Data records »
::::::::::

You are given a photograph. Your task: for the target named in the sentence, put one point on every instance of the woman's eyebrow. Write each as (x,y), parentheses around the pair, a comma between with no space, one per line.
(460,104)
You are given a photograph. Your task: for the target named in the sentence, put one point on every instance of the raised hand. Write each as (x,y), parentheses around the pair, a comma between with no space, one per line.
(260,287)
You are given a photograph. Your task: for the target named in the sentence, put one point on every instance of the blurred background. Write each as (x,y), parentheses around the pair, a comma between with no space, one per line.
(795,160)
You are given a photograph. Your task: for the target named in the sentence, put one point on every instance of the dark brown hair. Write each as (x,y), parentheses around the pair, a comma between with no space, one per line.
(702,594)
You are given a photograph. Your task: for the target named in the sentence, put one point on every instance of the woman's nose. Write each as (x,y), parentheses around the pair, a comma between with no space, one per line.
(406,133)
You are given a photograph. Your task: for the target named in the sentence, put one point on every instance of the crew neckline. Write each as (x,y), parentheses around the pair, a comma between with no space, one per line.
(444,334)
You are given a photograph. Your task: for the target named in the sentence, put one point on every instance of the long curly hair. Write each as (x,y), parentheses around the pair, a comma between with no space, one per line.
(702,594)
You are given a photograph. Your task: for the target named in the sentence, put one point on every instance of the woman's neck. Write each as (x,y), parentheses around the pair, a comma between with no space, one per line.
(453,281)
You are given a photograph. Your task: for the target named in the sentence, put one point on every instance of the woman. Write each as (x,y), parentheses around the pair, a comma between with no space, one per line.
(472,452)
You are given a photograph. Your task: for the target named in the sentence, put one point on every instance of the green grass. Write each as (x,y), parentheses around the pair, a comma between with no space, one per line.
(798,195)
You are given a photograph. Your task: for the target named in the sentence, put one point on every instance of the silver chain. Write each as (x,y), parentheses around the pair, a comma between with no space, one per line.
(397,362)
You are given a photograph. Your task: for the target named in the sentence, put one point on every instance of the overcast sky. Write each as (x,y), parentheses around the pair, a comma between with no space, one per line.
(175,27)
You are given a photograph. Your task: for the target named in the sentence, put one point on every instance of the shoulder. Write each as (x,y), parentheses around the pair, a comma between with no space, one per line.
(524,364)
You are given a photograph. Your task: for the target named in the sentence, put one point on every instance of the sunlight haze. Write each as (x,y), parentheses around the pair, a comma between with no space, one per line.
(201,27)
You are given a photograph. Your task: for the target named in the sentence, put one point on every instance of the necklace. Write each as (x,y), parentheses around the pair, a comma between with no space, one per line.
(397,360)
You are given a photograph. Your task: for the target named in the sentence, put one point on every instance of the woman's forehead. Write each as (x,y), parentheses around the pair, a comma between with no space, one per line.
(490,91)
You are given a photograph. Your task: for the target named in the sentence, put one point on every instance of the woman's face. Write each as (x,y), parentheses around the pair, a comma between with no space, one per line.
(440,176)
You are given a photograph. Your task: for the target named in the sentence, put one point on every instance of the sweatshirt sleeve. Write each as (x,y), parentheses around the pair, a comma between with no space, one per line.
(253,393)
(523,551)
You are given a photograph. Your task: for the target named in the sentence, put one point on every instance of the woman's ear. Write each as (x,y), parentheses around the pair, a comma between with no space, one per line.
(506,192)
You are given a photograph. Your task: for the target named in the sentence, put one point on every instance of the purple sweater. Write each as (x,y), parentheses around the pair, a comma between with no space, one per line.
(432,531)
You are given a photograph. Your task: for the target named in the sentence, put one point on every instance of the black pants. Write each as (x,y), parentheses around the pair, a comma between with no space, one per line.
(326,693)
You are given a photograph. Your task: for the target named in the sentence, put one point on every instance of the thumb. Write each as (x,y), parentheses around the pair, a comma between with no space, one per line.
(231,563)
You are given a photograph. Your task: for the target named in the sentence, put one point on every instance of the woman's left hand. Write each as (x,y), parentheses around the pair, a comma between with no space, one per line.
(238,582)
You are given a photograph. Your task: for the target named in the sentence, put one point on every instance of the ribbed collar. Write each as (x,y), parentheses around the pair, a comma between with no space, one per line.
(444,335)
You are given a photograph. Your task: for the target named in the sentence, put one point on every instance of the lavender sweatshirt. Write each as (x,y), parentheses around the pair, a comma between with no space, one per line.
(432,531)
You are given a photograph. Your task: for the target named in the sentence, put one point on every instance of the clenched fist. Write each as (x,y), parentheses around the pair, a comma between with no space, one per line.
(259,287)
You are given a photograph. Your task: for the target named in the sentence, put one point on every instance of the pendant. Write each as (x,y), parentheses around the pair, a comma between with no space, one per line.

::::::::::

What you are asked to do » Could you write out every entry above exactly as it appears?

Solution for this problem »
You are given a photograph. Your task: for the target named in the sentence, put one point on every instance of the woman's eyebrow. Write each as (x,y), parentheses around the pair, a comma between with no space, one per line.
(460,104)
You are given a photograph. Your task: for the target named in the sentence, put one point on every instance of the raised hand. Write each as (x,y), parentheses around the pair, a comma between with no space, one per line.
(260,287)
You are given a photograph. Your task: for the target named in the sentence, put one point on every instance of the blurred background. Write each as (x,y), parentheses around the pair, a comma between with no space, one per line.
(795,160)
You are given a photograph. Your task: for the target named in the sentence, put one point on every instance of the dark brown hair. Write each as (x,y), parentheses around the pair, a comma between with no space, one per line.
(702,594)
You are given a photograph. Your task: for the target named in the sentence, put one point on every instance of the woman's nose. Write each as (x,y), parentheses around the pair, a comma between with no space, one per line.
(406,133)
You are given a photograph. Your task: for the target named in the sentence, put one point on every instance of the crew neckline. Write each as (x,y), parentheses around the pair, a comma between with no space, one per line.
(444,334)
You are given a photograph. Your task: for the target named in the sentence, put one point on every instance of the long curly hair. Write each as (x,y), parentheses around the pair, a comma between with no space, one per line.
(702,594)
You are given a photograph. Your task: for the target named in the sentence, put one point on every instance of the woman's neck. Write each as (x,y), parentheses around the pair, a comma between with no space, one per line.
(453,281)
You are given a photograph. Your task: for the target named in the sentence, put one point on every instance of the woman. Write each as (x,y), parentheses around the pair, a comma between with no space, one per line.
(472,452)
You are given a photograph. Your task: for the target named in the sentence, put one point on every instance of the green grass. Write each as (x,y), parentheses around the pair, a comma between with no space, one per line.
(798,195)
You are given a photograph. Your task: for the target named in the sentence, put one point on every instance of the silver chain. Write each as (x,y), parentheses around the pair, a comma between with no space, one per line.
(397,362)
You are given a photograph. Your task: for the target named in the sentence, put one point on every instance of the overcast sky. Write each as (x,y), parentheses around the pair, a comma between with no space, one per line.
(175,27)
You are given a photograph. Your task: for the target named in the sentence, put one point on every instance of the shoulder. Write each as (x,y), parentheses around the pair, a comma between with no space, one per line.
(524,364)
You are given a photograph. Your task: for the target named in the sentence, put one point on every instance of the sunlight haze. Write each as (x,y), parentheses around the pair, a comma between with no space, one per line.
(201,27)
You are given a photograph. Your task: for the target named in the sentence, put one point on every instance of the necklace. Write each as (x,y), parentheses around the pair, a comma between with no space, one per line.
(397,360)
You are given a photograph. Your task: for the target named in the sentence, put one point on every instance of the woman's forehead. Write each as (x,y), parentheses around the pair, a comma between with no space, one per line.
(490,91)
You are given a photograph. Your task: for the target named in the sentence, put one point on every instance of the woman's face. Write each as (x,y), parentheses around the pair, a comma between with no space, one per line.
(440,176)
You are given a photograph. Your task: for the target named in the sentence, put one point on every instance of the sweatshirt sleeve. Write each as (x,y), parentheses around the pair, a comma between with no space, one per line.
(253,393)
(523,551)
You are given a photograph. Your task: for the target named in the sentence, put one point on every instance of the woman's ear. Write each as (x,y), parentheses around the pair, a comma between with no space, one per line.
(506,192)
You are given a photograph. Your task: for the target named in the sentence, put one point on every instance of the purple sweater. Write each as (x,y), parentheses around the pair, a comma between with no space, one per line.
(432,531)
You are given a photograph. Your task: for the target named in the sentence, put one point on every instance of the black pants. Write each as (x,y), parentheses around the pair, a comma between with no space, one per line.
(326,693)
You are given a photograph. Your task: for the target named in the sentence, put one point on every instance of the thumb. Write each as (x,y), parentheses around the pair, a comma between with no space, one per line.
(231,563)
You are given a photograph. Your task: for the target named in the sentence, put one point on every instance of the woman's left hand. Write each as (x,y), parentheses around the pair, a comma between with no space, one per line.
(238,582)
You are given a photograph. Your task: for the target named in the sentence, put one point on every instance of the ribbed collar. Write each as (x,y), parentheses around the pair, a comma between with no space, one per line.
(444,335)
You are given a photograph. Your task: for the target named in the sentence, put one point on every instance of the lavender sweatshirt. Write each as (x,y), parentheses around the pair, a comma between with no space, one per line.
(432,531)
You are given a photograph. Your task: for the target named in the sentence, put one point on every instance of the clenched fist. Write each as (x,y), parentheses around the pair, a comma between with no space, one per line.
(259,287)
You are given a photograph. Your task: for the target named in the sentence, put one point on every instance of the pendant. Write each as (x,y), parentheses around the pair, a comma between with no space, one per line.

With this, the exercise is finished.